======== Dataset ========
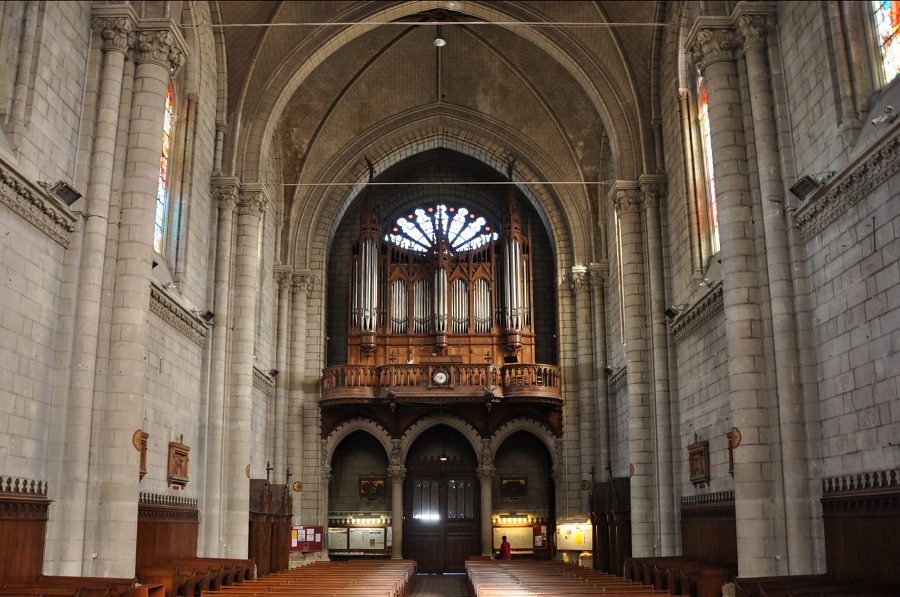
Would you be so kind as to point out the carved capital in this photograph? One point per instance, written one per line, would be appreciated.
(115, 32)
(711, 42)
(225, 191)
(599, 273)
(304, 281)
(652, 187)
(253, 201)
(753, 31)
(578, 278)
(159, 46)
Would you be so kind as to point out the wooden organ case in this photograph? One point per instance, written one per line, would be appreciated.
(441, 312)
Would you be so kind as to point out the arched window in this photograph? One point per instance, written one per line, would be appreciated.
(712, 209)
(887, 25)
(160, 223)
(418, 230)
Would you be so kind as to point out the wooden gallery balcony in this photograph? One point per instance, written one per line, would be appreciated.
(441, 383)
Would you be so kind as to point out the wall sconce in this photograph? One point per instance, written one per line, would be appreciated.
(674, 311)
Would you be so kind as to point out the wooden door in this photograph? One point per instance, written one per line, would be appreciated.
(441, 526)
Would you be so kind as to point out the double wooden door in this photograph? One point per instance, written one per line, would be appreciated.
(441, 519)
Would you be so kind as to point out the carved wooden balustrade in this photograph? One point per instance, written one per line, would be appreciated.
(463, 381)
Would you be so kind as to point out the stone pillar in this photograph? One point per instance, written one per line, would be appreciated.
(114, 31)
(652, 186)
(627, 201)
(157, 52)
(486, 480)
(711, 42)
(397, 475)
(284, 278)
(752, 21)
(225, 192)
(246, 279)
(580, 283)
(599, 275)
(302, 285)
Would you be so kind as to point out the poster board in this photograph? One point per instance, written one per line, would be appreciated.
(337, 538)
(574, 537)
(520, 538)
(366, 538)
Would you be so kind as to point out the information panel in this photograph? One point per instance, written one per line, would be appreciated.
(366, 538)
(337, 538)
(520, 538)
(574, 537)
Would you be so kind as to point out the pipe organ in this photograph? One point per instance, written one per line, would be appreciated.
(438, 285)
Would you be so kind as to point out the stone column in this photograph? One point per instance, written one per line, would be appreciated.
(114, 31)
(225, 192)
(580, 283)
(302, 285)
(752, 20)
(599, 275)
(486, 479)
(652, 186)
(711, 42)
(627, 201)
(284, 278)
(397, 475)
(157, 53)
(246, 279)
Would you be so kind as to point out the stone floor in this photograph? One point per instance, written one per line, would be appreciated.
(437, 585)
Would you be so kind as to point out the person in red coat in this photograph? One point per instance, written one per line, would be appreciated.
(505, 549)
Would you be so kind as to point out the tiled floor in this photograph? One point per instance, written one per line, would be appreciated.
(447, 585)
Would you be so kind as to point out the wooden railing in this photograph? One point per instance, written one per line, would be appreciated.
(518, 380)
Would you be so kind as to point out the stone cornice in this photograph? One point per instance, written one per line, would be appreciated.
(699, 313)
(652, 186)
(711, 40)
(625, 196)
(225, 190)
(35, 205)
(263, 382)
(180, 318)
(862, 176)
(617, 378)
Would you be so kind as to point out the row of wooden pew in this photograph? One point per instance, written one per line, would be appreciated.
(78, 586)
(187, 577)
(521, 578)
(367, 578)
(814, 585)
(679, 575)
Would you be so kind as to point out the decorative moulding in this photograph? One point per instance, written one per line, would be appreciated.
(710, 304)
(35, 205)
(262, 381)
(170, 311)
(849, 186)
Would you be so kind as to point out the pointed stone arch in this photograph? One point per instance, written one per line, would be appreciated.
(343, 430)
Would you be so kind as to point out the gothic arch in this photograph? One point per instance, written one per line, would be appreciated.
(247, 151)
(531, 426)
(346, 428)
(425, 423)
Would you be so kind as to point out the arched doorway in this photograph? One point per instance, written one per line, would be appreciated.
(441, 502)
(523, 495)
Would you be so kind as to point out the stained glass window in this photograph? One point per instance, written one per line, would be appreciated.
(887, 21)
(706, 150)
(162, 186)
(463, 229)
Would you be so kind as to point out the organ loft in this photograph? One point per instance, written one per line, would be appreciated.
========
Skip the pictures, then retype every line above exactly.

Would you be so kind as to point out the carved capital in this photograph? One point per instance, written one per line, would be appreciated.
(115, 32)
(711, 42)
(225, 191)
(599, 273)
(304, 281)
(652, 187)
(253, 201)
(753, 31)
(578, 278)
(159, 46)
Would you be so kind as to point out the wooden organ case in this photograph? One point per instance, written one per line, would be appreciated.
(441, 312)
Would you be so kind as to point out the arched window in this photograph? One point per instance, written one per line, would be appreciated.
(712, 209)
(887, 25)
(160, 223)
(418, 230)
Would you be so kind as to point out the wooden gallery balcony in this photograph? One point per instance, written one per line, would be appreciated.
(441, 383)
Would you be so kind as to point out the wall sconce in this photograph? One point per instance, written one per line, would be appreciated.
(674, 311)
Would you be so kind as to point out the wooden door in this photograph? One point per instance, written one per line, would be appreciated.
(441, 526)
Would you be so kind as to point out the double wooden door in this photograph? One point per instance, written one per line, would be appreciated.
(441, 519)
Would you be so kind as to point out the carved wooden balustrade in this photograph? One point per instance, written one per line, would be appreciated.
(463, 381)
Would you be so kind as to point out the stone pillar in this photograph? One point per instance, written one per line, would be appreciated.
(114, 31)
(652, 186)
(627, 201)
(157, 52)
(486, 480)
(711, 42)
(397, 475)
(284, 278)
(752, 21)
(225, 192)
(246, 279)
(580, 283)
(599, 275)
(302, 285)
Would you be so kind as to point out the poster board in this photograph? One point per instance, written one per line, would be appreciated.
(337, 538)
(574, 537)
(520, 538)
(366, 538)
Would you be so kind as to point out the information panel in this photograph? One point per instance, written one per line, would be appreciated.
(366, 538)
(337, 538)
(520, 538)
(574, 537)
Would you be so kind as to point out the pipe organ in this photograph? One point per instance, written one per line, would be appreciated.
(438, 285)
Would you be so kind as to point out the stone column in this photograph? One point per instance, written one per line, would be appreciated.
(114, 31)
(225, 192)
(580, 283)
(302, 285)
(752, 20)
(599, 275)
(486, 479)
(652, 186)
(711, 42)
(627, 201)
(284, 278)
(397, 475)
(157, 53)
(246, 279)
Would you be so kind as to point out the stone floor in this photograph? One point per instance, written one per line, would be appreciated.
(437, 585)
Would you be so kind as to point out the person in red coat in this photograph? One point per instance, written one per line, would be appreciated.
(505, 549)
Would you be so kind as to point out the tiled floor in this photograph? One point per instance, written one per line, would be appreciated.
(447, 585)
Would you be so kind as to point out the wooden railing in this photograph? One point per instance, written one per line, would be appreciated.
(518, 380)
Would you be so kind as to point out the stone cornice in this photograph? One point per instance, written one per line, would be appreciated.
(699, 313)
(652, 186)
(711, 40)
(625, 196)
(225, 190)
(35, 205)
(263, 382)
(180, 318)
(862, 176)
(617, 378)
Would you be so kind as to point out the row of wooden pew in this photograph? One point per instance, written one per line, would be appreciated.
(78, 586)
(187, 577)
(521, 578)
(367, 578)
(814, 585)
(679, 575)
Would you be so kind as to point out the decorative moulding in this photograph? One point per instance, written one per line, would be appreciated.
(710, 304)
(35, 205)
(262, 381)
(170, 311)
(849, 186)
Would you be so kind as to point out the pointed stone arch in this photograph? One point per instance, written one per line, would be appreciated.
(343, 430)
Would you be so kind as to point out the gothic arch in this photograph? One point per instance, written one per line, would be appreciated.
(247, 151)
(531, 426)
(346, 428)
(425, 423)
Would you be so kind as to point out the arched doorway in this photograph? One point per instance, written one per line, would be appreciated.
(441, 502)
(523, 495)
Would you be so kind as to point out the stained glass window in this photograph? One point per instance, written one per line, would be appreciated.
(887, 21)
(706, 150)
(162, 186)
(463, 229)
Would you be so kind as to point out the organ loft in this photograph? One point per instance, written one per line, would be appreciated.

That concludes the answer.